Task statement.
Print the passage from the text on The Mystery Files of Shelby Woo starting at "The Mystery Files of Shelby Woo is" and ending at "Montreal, Quebec, Canada.", word for word.

Extract.
--
- Genre: Mystery
- Created by: Alan Goodman
- Starring: Irene Ng; Pat Morita; Adam Busch; Preslaysa Edwards; Steve Purnick; Jeremy Lakemacher; Ellen David; Eleanor Noble; Noah Klar;
- Composer: Bill Johnson
- Countries of origin: United States; Canada;
- No. of seasons: 4
- No. of episodes: 41

Production
- Executive producers: Alan Goodman; Micheline Charest; Ronald A. Weinberg;
- Producers: Angelika Bartenbach-Kidd; Jim Burns; Stewart Harding;
- Camera setup: Single-camera
- Running time: 30 minutes
- Production companies: Out of My Mind Productions; Nickelodeon Productions; CINAR Corporation;

Original release
- Network: Nickelodeon
- Release: March 16, 1996 – April 4, 1999

= The Mystery Files of Shelby Woo =

The Mystery Files of Shelby Woo is a mystery television series that ran on Nickelodeon between 1996 and 1999. A total of 41 episodes of 30 minutes each were produced. Episodes from the first three seasons were taped at Nickelodeon Studios at Universal Studios in Orlando, Florida, and was one of the few single-camera productions there, while the final season's episodes were shot in Montreal, Quebec, Canada.
--
Record extracts.
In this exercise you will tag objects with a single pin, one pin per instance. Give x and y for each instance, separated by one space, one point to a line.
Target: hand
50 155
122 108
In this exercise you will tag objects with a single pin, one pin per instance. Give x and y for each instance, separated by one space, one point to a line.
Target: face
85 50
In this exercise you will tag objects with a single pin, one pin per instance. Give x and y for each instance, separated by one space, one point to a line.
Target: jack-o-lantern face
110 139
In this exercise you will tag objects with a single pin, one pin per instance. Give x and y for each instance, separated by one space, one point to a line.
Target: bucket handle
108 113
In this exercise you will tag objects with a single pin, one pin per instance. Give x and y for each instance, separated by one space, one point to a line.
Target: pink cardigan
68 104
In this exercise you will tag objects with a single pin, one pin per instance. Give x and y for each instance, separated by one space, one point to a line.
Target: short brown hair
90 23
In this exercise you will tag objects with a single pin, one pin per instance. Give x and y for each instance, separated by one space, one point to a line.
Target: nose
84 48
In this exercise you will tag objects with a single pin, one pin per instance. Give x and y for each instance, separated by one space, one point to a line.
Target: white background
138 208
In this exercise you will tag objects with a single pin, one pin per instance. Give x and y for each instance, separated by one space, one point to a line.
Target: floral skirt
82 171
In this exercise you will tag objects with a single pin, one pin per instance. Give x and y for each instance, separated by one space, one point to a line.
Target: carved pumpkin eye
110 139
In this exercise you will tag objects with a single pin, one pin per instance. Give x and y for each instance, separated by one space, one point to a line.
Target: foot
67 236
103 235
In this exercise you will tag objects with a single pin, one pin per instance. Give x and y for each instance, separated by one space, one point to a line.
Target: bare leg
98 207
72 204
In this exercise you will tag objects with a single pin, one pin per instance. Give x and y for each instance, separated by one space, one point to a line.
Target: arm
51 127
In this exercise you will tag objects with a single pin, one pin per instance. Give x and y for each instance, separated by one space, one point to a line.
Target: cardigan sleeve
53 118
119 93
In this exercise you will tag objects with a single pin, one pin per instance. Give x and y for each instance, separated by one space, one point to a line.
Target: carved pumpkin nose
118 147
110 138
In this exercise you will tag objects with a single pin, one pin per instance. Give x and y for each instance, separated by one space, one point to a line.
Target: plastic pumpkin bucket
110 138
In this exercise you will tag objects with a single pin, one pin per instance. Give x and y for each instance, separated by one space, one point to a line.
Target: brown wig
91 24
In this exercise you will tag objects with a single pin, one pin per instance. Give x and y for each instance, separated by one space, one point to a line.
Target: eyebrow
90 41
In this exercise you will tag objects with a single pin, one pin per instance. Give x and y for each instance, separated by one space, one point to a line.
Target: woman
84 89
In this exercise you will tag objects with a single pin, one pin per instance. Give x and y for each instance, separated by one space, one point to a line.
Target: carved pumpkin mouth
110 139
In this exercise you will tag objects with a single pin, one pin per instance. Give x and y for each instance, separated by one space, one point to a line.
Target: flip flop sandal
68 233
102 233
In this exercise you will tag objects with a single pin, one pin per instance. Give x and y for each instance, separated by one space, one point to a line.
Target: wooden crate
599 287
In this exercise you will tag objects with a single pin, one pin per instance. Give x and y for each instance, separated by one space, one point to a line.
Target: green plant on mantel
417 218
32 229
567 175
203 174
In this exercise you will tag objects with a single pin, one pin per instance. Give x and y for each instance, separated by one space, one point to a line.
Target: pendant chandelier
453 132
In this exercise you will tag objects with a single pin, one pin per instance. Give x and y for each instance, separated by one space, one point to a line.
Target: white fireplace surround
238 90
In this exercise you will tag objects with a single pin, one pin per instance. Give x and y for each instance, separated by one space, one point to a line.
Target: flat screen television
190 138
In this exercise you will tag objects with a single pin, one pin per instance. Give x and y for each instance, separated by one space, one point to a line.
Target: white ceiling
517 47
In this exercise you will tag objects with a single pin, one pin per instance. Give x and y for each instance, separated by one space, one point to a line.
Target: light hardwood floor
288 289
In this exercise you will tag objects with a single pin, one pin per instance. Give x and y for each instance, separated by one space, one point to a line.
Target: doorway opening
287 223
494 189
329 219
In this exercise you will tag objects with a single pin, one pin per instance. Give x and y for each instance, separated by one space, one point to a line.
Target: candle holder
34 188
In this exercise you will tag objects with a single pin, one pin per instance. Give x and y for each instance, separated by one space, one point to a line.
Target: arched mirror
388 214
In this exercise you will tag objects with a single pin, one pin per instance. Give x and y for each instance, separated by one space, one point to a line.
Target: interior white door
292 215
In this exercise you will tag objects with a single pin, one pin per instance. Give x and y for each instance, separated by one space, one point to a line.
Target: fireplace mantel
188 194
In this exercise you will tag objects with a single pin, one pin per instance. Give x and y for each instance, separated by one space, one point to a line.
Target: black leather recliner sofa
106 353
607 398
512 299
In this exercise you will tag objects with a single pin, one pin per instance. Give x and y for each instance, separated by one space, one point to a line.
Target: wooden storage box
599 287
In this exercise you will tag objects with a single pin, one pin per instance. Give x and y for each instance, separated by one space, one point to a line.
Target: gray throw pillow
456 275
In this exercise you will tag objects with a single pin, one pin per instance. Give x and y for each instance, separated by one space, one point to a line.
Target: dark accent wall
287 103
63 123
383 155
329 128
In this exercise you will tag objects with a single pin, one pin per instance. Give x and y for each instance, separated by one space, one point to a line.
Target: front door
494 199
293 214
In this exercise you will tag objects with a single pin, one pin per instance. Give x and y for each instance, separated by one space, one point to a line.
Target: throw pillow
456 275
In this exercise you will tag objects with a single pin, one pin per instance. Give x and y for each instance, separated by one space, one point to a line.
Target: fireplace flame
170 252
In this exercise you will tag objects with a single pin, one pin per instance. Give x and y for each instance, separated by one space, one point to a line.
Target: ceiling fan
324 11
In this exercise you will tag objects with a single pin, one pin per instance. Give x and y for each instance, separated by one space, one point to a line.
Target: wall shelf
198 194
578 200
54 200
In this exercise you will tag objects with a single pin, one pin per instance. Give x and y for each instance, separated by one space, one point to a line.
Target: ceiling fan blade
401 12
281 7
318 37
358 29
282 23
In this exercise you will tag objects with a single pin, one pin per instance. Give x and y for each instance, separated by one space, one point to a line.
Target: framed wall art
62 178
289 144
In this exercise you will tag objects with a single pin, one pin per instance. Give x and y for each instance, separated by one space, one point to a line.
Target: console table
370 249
--
Result of the exercise.
The Mystery Files of Shelby Woo is a mystery television series that ran on Nickelodeon between 1996 and 1999. A total of 41 episodes of 30 minutes each were produced. Episodes from the first three seasons were taped at Nickelodeon Studios at Universal Studios in Orlando, Florida, and was one of the few single-camera productions there, while the final season's episodes were shot in Montreal, Quebec, Canada.